● What to do: Excluding pictures, give the entries again exactly as they appear.

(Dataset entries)
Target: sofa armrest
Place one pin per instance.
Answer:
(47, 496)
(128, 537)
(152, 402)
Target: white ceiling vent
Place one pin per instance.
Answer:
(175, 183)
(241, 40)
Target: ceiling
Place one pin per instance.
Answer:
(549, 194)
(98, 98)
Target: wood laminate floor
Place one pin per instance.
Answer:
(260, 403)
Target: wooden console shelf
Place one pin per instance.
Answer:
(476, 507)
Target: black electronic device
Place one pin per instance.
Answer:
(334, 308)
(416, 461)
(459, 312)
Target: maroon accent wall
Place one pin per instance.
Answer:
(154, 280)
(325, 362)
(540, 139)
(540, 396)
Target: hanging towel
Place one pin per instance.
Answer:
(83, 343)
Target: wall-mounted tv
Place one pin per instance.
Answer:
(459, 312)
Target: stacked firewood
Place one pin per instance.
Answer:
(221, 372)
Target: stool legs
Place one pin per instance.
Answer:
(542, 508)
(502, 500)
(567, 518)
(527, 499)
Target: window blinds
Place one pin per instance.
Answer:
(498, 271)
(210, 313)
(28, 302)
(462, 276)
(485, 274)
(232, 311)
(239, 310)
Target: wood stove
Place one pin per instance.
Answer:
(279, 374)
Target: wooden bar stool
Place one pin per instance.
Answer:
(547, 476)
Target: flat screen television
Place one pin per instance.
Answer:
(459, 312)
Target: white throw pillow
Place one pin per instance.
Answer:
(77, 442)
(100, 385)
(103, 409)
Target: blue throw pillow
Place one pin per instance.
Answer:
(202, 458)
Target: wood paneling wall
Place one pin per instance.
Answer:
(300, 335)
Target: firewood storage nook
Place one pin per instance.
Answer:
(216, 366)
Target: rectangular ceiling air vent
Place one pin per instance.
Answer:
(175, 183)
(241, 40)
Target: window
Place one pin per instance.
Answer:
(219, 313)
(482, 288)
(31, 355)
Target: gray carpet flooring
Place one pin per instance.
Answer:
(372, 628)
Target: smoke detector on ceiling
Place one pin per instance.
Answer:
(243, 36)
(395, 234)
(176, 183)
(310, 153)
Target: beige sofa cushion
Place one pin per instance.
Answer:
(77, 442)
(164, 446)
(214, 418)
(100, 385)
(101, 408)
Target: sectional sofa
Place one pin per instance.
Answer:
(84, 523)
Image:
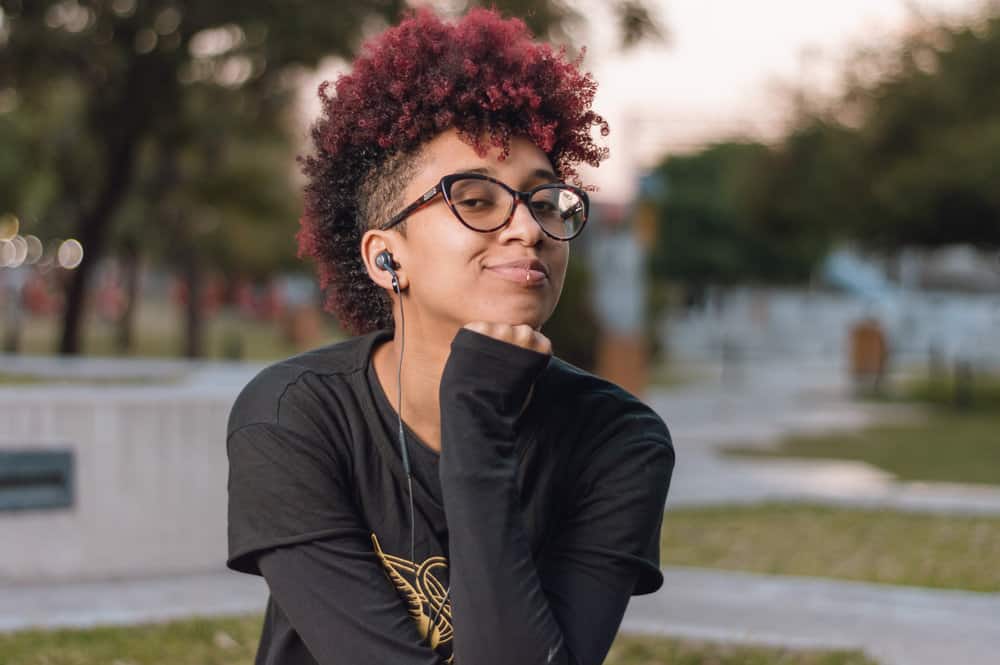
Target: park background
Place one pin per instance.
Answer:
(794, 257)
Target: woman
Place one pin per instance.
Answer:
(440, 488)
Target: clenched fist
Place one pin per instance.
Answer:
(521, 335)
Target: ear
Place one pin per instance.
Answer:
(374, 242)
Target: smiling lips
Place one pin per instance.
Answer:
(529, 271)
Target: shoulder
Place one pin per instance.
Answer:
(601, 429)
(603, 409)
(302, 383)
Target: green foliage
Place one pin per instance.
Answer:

● Exercise solution:
Target: sofa armrest
Place one pin per instance.
Answer:
(47, 496)
(128, 537)
(152, 402)
Target: white ceiling vent
Place one pin per instance.
Answer:
(175, 183)
(241, 40)
Target: ceiling
Place one pin per instance.
Answer:
(549, 194)
(98, 98)
Target: wood laminate floor
Place one pin per instance.
Answer:
(260, 403)
Target: wooden console shelf
Place one pin per instance.
Answer:
(476, 507)
Target: black electronic device
Place one pin per instance.
Answer:
(334, 308)
(416, 461)
(459, 312)
Target: maroon accent wall
Place one pin per instance.
Answer:
(154, 280)
(325, 362)
(540, 139)
(540, 396)
Target: hanging towel
Place one pin per instance.
Answer:
(83, 343)
Target: wall-mounted tv
Place one pin per instance.
Answer:
(459, 312)
Target: stacked firewood
Place one pin per instance.
Answer:
(221, 372)
Target: stool legs
Place one pin per instance.
Answer:
(542, 508)
(502, 500)
(567, 518)
(527, 499)
Target: window blinds
Place one pin per instance.
Answer:
(498, 271)
(210, 313)
(28, 302)
(462, 276)
(485, 274)
(232, 311)
(239, 310)
Target: wood stove
Place one pin per instance.
Answer:
(279, 374)
Target: wooden bar stool
Place one pin per instance.
Answer:
(547, 476)
Target: flat screen television
Place one pin per instance.
Answer:
(459, 312)
Target: white throw pillow
Place one pin per instance.
Answer:
(77, 442)
(100, 385)
(103, 409)
Target: blue throw pillow
Place one pin per instance.
Answer:
(202, 458)
Target: wood paneling wall
Place one pin per instance.
Answer:
(300, 335)
Target: firewood storage nook
Place one pin per instance.
Answer:
(216, 366)
Target: rectangular ceiling air vent
Place one pin per instance.
Answer:
(175, 183)
(241, 40)
Target: window
Place one pin per instance.
Answer:
(219, 313)
(482, 288)
(31, 355)
Target: gray carpet flooring
Place one pin per instance.
Answer:
(372, 628)
Target: smoke detector on ceiling
Place one pin per instance.
Answer:
(243, 36)
(395, 234)
(176, 183)
(310, 153)
Target: beige sofa cushion
Place one pin per instance.
Answer:
(77, 442)
(164, 446)
(214, 418)
(100, 385)
(101, 408)
Target: sectional sofa
Place one pin per instance.
Answer:
(84, 523)
Image:
Target: park background
Place one pin per instance.
Answer:
(794, 257)
Target: woman
Place one pin per instance.
Answer:
(440, 488)
Target: clenched fist
Place one pin per instance.
Answer:
(521, 335)
Target: ear
Place one pin per instance.
Answer:
(374, 242)
Target: smiling lips
Place one pin per instance.
Answer:
(529, 271)
Target: shoulder
Place one pin per instance.
Answer:
(601, 429)
(603, 409)
(302, 383)
Target: green foliage
Place one pin per instance.
Answer:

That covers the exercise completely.